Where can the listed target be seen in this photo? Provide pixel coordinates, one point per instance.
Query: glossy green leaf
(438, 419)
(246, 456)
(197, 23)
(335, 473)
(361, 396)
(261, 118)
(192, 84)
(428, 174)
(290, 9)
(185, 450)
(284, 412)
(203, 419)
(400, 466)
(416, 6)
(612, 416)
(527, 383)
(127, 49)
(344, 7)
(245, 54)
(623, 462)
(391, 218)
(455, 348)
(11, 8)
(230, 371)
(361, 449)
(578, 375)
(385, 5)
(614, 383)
+ + +
_Task directions_: Rewrite the data above, replacing "glossy green leaf" with "shiny green leaf" and keeping every other line unchanged.

_Task response_:
Where can the listed target be seen in this photo? Provide pixel coordinates, one point per instance.
Query: shiny green leaf
(438, 419)
(246, 456)
(197, 23)
(335, 473)
(361, 396)
(261, 118)
(192, 84)
(428, 174)
(290, 9)
(185, 450)
(284, 412)
(203, 419)
(400, 466)
(416, 6)
(612, 416)
(527, 383)
(127, 49)
(344, 7)
(245, 54)
(623, 462)
(391, 218)
(455, 348)
(11, 8)
(230, 371)
(361, 449)
(578, 375)
(385, 5)
(614, 383)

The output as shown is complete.